> [WHAT IS EXPECTED]
Format every line of the records below as a JSON list of strings, one string per line, with blank lines omitted. Leave the pictures out of the answer.

:: PROVIDED RECORDS ::

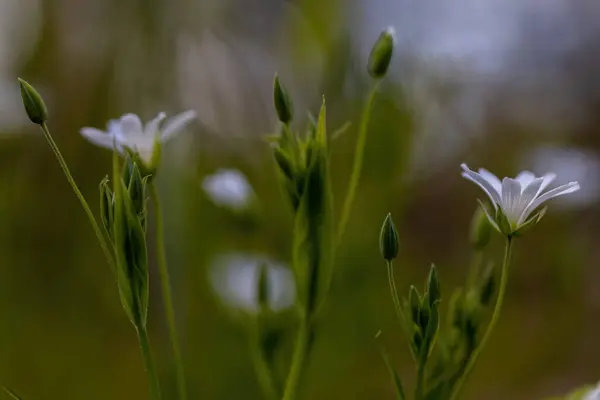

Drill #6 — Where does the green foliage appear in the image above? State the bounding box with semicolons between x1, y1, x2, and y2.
19;78;48;125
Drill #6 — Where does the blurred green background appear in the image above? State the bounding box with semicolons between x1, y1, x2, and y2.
0;0;600;400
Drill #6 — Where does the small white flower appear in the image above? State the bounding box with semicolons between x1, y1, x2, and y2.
81;111;196;168
461;164;579;236
202;169;254;210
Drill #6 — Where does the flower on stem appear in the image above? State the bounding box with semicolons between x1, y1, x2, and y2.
18;78;48;125
81;111;196;175
461;164;579;237
367;26;395;79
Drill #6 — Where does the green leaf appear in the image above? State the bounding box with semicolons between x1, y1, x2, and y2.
273;74;294;124
292;97;333;315
427;264;442;306
375;331;406;400
18;78;48;125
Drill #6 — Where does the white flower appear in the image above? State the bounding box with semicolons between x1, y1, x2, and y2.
202;169;254;210
461;164;579;236
210;253;295;313
81;111;196;168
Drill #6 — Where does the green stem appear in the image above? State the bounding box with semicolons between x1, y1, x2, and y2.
149;182;187;400
41;122;117;276
136;327;162;400
250;332;278;400
450;236;512;400
415;358;427;400
386;261;417;362
337;80;379;246
283;316;309;400
467;250;483;289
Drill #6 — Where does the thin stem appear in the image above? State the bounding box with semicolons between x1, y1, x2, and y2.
467;250;483;289
149;182;187;400
283;316;309;400
41;122;116;276
415;358;427;400
386;261;417;362
337;80;379;246
136;327;162;400
450;236;512;400
250;330;278;400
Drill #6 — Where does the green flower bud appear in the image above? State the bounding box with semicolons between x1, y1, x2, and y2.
479;264;496;306
127;163;146;215
257;264;269;311
113;175;148;328
408;285;421;325
18;78;48;125
100;176;115;238
379;213;399;262
427;264;442;306
469;207;492;251
273;74;294;124
367;27;394;79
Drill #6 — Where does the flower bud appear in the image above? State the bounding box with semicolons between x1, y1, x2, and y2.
257;264;269;311
408;285;421;325
367;27;394;79
18;78;48;125
379;213;399;262
479;264;496;306
469;207;492;251
427;264;442;306
273;74;294;124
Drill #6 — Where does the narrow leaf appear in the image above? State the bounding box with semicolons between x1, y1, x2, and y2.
375;331;406;400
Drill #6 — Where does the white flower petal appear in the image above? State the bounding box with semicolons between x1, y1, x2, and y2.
501;178;523;226
161;110;196;142
523;182;579;220
536;172;556;197
202;169;254;210
517;178;544;225
80;127;114;149
106;119;123;138
120;114;143;137
515;171;535;190
144;112;167;136
479;168;502;194
460;164;502;209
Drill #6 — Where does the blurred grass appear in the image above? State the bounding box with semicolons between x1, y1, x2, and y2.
0;0;600;400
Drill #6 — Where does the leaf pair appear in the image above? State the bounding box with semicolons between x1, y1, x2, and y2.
100;155;150;328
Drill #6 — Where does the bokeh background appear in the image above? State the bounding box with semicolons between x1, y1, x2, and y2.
0;0;600;400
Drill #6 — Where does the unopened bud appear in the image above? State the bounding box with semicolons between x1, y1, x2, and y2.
100;177;115;238
367;27;394;79
18;78;48;125
379;213;399;262
273;74;294;124
257;264;269;311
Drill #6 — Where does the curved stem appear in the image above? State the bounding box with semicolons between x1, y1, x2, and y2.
386;261;417;362
450;236;512;400
337;80;379;246
136;327;162;400
283;316;309;400
149;182;187;400
250;332;278;400
415;358;427;400
41;122;117;276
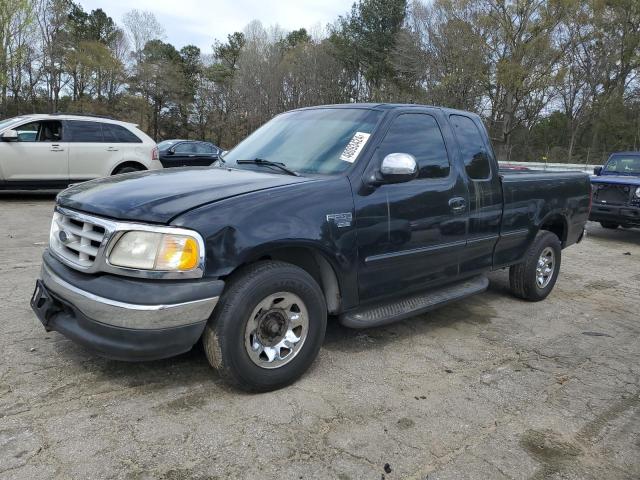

:::

> [THE RESPONSE]
[
  "Drill #6 — Where does the green foliage appear in the image above? State the bounding box with semicolons between x1, y1, x2, and y2.",
  "19;78;48;125",
  "Drill #6 — Where does the blurred green background appear in the image above? State the bounding box with semicolons between x1, y1, x2, and y2.",
  "0;0;600;400",
  "Drill #6 — Where does the small white flower appear in the image above? State the bounding box with semicolons between x1, y1, x2, and y2.",
  "81;111;196;168",
  "461;164;579;236",
  "202;169;254;210",
  "Drill #6 — Where does the flower on stem appear in the image above? State the bounding box with semicolons between x1, y1, x2, and y2.",
  "18;78;48;125",
  "81;111;196;175",
  "461;164;579;237",
  "367;26;395;79",
  "Drill #6 — Where does the green leaf appear in the image above? State the bounding box with semicolons between x1, y1, x2, and y2.",
  "273;74;294;124",
  "292;97;333;315",
  "427;264;442;306",
  "375;331;406;400",
  "18;78;48;125",
  "Drill #6 — Where does the white flower appear in the image above? State the bounding box with semicolons between x1, y1, x2, and y2.",
  "202;169;254;210",
  "461;164;579;236",
  "210;253;295;313",
  "81;111;196;168",
  "Drill #6 — Where does the green stem appear in the image above? State the bounding box with semicolons between x1, y1, x2, and y2.",
  "149;182;187;400",
  "41;122;117;276",
  "136;327;162;400",
  "250;332;278;400",
  "450;236;512;400",
  "415;358;427;400",
  "386;261;417;362",
  "337;80;379;246",
  "283;316;309;400",
  "467;250;483;289",
  "Drill #6 — Where does the thin stem appear in the image above? State the bounding box with semicolons between x1, y1, x2, and y2.",
  "467;250;483;289",
  "149;182;187;400",
  "283;316;309;400",
  "41;122;116;276",
  "415;358;427;400",
  "386;261;417;362",
  "337;80;379;246",
  "136;327;162;400",
  "450;236;512;400",
  "250;330;278;400",
  "Drill #6 — Where does the green flower bud appear in the image above? State the bounding box with semicolons between x1, y1, x2, and y2.",
  "479;264;496;306",
  "127;163;146;215",
  "257;264;269;311",
  "113;175;148;328",
  "408;285;421;325",
  "18;78;48;125",
  "100;176;115;238",
  "379;213;399;262",
  "427;264;442;306",
  "469;207;492;251",
  "273;74;294;124",
  "367;27;394;79",
  "Drill #6 — Where does the flower bud appear in the image above? State the bounding box with semicolons between x1, y1, x2, and y2.",
  "257;264;269;311",
  "408;285;421;325",
  "367;27;394;79",
  "18;78;48;125",
  "379;213;399;262",
  "479;264;496;306",
  "469;207;492;251",
  "427;264;442;306",
  "273;74;294;124",
  "Drill #6 — Where does the narrow leaf appear in the image above? State the bounding box with semicolons between x1, y1, x2, and y2.",
  "375;331;406;400",
  "Drill #6 — Where does the white flower petal appear in the image above? State the bounding box with semicolons between x1, y1, x2, and y2.",
  "501;178;523;226",
  "161;110;196;142",
  "523;182;579;220",
  "536;172;556;197",
  "202;169;254;210",
  "517;178;544;225",
  "80;127;114;149",
  "106;119;123;138",
  "120;114;143;137",
  "515;171;535;190",
  "144;112;167;136",
  "479;168;502;194",
  "460;164;502;209",
  "Drill #6 — Where does the blurred grass appear in the image above? State the bounding box with semicolons between x1, y1, x2, and y2.",
  "0;0;600;400",
  "Drill #6 — Where does the leaf pair appear in the image above? State the bounding box with semicolons between x1, y1, x2, and y2.",
  "100;155;150;328",
  "Drill #6 — Where does the bokeh background appear in the image above? State the bounding box with semicolons between x1, y1, x2, and y2.",
  "0;0;600;400",
  "Drill #6 — Where does the unopened bud appear in the image above? State the bounding box with semicolons between x1, y1, x2, and y2.",
  "100;177;115;238",
  "367;27;394;79",
  "18;78;48;125",
  "379;213;399;262",
  "273;74;294;124",
  "257;264;269;311",
  "Drill #6 — Where does the curved stem appear in the image above? State the bounding box with semicolons between x1, y1, x2, and y2.",
  "386;261;417;362",
  "450;236;512;400",
  "337;80;379;246",
  "136;327;162;400",
  "283;316;309;400",
  "149;182;187;400",
  "250;332;278;400",
  "415;358;427;400",
  "41;122;117;276"
]